------ Dataset entries ------

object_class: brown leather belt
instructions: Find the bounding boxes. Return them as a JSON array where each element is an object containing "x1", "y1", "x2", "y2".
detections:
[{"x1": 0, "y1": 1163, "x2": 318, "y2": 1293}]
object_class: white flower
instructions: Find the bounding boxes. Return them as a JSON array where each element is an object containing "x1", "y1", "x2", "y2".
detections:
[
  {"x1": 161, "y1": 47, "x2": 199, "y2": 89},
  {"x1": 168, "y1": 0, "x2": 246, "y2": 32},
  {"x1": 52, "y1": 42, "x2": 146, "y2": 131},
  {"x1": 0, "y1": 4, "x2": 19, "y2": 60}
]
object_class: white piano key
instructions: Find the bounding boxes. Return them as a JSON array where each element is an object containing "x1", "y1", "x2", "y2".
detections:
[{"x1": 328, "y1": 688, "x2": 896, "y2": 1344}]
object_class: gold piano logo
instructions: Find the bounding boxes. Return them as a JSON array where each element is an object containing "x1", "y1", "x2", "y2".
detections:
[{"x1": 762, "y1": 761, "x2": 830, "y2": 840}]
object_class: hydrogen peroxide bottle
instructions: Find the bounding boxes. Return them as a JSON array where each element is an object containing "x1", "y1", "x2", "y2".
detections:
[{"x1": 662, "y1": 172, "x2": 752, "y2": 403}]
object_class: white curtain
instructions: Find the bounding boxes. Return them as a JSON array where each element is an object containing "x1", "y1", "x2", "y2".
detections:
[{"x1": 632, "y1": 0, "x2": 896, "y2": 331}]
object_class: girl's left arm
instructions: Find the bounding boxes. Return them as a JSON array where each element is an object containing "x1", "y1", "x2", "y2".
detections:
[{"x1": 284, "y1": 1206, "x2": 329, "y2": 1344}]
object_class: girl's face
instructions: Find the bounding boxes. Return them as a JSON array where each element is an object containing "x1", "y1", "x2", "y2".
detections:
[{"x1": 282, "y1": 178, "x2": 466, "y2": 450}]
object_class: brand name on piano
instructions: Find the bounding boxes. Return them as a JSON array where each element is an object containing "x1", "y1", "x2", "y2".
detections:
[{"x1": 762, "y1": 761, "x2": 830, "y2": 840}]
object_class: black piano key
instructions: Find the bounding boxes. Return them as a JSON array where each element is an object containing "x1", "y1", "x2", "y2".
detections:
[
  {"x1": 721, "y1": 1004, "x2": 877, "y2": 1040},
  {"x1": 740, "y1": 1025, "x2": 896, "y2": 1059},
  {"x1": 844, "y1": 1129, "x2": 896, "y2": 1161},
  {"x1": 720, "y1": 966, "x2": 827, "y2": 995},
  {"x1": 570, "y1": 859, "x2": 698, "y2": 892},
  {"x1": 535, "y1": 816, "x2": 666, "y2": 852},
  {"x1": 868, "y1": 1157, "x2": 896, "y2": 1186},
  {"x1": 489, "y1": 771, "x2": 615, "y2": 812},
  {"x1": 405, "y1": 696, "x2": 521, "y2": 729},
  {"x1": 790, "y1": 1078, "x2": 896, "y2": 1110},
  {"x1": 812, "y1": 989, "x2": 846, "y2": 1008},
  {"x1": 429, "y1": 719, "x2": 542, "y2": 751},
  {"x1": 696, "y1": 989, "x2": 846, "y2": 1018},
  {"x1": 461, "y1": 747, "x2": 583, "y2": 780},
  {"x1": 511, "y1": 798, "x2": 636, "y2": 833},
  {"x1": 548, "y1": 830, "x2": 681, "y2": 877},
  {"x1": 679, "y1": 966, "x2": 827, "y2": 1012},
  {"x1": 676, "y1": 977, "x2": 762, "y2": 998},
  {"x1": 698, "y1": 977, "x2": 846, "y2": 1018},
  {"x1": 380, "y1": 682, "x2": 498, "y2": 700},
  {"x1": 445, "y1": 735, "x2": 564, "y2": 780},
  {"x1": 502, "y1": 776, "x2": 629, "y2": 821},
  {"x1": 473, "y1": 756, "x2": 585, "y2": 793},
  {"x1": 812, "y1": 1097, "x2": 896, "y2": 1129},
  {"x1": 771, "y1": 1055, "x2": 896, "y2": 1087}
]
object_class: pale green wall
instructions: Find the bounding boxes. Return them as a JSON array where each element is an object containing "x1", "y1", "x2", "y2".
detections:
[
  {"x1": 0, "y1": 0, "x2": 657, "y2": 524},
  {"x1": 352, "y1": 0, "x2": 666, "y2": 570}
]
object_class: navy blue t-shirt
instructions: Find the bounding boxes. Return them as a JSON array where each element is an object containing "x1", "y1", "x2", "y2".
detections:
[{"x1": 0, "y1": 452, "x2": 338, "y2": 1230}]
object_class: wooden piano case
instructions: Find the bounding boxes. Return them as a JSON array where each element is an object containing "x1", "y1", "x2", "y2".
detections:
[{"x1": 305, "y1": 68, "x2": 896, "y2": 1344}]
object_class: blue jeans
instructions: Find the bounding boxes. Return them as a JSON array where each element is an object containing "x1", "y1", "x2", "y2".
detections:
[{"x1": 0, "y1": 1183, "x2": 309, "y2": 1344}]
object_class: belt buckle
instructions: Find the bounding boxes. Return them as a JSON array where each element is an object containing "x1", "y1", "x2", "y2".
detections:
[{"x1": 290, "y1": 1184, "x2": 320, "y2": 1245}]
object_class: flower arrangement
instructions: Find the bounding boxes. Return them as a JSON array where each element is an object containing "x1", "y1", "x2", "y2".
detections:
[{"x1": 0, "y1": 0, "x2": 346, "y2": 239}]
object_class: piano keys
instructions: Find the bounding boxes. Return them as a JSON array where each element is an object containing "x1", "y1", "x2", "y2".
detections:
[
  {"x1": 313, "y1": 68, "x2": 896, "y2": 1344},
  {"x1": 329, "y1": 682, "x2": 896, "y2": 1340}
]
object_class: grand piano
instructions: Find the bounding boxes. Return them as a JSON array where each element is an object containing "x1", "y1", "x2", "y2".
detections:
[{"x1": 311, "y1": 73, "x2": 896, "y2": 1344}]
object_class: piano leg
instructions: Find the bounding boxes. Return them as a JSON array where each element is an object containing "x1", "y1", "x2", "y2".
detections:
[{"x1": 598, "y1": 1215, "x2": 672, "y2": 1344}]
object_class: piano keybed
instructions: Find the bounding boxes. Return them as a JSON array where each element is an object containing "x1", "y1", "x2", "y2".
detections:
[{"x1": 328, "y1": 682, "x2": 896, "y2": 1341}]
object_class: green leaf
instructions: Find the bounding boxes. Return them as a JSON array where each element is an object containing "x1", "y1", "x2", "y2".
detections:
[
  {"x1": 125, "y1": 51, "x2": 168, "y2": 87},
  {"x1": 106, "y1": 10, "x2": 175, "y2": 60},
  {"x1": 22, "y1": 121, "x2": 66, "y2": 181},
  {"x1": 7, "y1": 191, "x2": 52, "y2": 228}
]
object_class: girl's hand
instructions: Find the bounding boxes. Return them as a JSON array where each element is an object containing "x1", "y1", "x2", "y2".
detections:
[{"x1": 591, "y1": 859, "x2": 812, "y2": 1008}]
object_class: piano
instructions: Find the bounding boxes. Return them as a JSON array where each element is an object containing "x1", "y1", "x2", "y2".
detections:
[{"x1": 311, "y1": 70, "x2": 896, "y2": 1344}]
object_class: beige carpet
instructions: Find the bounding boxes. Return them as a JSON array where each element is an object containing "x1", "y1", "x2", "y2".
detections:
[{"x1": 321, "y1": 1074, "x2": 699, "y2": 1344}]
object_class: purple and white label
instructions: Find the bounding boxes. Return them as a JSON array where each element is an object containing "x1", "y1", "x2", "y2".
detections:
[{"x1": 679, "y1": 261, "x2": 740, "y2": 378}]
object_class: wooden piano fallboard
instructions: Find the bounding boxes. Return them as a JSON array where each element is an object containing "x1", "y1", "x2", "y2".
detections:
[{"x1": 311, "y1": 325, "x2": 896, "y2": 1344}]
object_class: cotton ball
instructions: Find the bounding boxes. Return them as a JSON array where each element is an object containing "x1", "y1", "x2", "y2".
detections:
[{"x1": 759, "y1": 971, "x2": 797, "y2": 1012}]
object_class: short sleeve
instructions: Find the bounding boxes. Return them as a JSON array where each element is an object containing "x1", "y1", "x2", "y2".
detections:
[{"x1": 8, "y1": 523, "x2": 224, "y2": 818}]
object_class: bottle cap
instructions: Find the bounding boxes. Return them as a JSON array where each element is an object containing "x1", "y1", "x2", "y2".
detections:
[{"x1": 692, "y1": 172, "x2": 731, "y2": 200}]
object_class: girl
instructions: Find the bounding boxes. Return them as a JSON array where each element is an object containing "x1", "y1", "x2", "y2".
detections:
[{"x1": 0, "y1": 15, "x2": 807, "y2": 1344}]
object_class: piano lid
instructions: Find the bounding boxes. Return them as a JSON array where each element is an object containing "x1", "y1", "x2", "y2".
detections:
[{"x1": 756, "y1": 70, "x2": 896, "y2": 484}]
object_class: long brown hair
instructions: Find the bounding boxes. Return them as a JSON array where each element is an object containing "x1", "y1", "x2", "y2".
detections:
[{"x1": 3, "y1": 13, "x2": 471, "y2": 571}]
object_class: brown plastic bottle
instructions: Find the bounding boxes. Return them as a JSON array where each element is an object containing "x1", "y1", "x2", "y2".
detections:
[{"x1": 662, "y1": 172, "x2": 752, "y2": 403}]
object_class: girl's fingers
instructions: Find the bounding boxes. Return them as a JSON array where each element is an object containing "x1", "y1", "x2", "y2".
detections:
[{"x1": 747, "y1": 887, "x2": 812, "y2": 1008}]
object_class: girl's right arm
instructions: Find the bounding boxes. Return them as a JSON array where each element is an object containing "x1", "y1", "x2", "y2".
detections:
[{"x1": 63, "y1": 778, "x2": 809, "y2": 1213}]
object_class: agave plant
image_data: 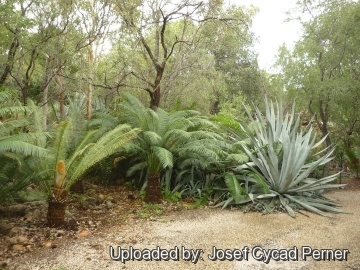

------

Your instructions:
Count the lines above that contain the string "girl", treating case as significant, and reply with the number alone.

Task result:
6